A Seoul court on Monday dismissed a lawsuit filed by victims of Japan’s system of wartime forced labor, saying they have no right to bring individual lawsuits against Japanese companies.
The Seoul Central District Court ruled that while the 1965 treaty normalizing ties with Japan does not mean individuals lose their right to file claims, the victims cannot exercise this right by suing the Japanese firms either.
Six years ago, 84 victims and their families filed a lawsuit against 17 Japanese companies, including Nippon Steel, Nissan Chemical Corporation and Mitsubishi Heavy Industries.
According to Japan, the 1965 agreement between Seoul and Tokyo includes compensation for the victims and thus completely and finally settles the issue.
Monday’s ruling was a surprise to some, especially because it contradicts a 2018 ruling by the South Korean Supreme Court ordering a Japanese steelmaker to pay around 87-thousand U.S. dollars each to four Koreans the company forced to work for it during World War 2, when the Korean Peninsula was under Japanese colonial rule.

GOAL:
Write out the forced-labor ruling report word for word, from "Six years ago, 84" up to and including "Mitsubishi Heavy Industries.".

DATASET CONTENT:
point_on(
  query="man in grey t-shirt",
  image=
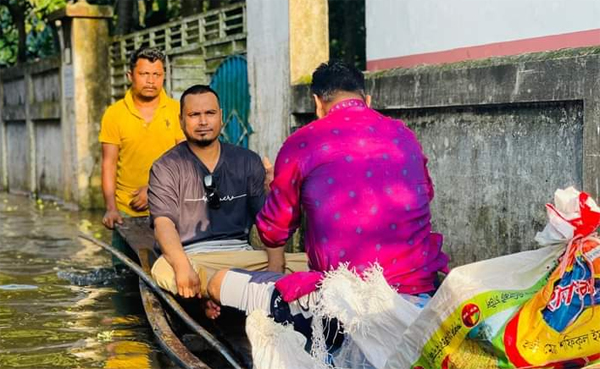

REPLY TO THE TASK:
Six years ago, 84 victims and their families filed a lawsuit against 17 Japanese companies, including Nippon Steel, Nissan Chemical Corporation and Mitsubishi Heavy Industries.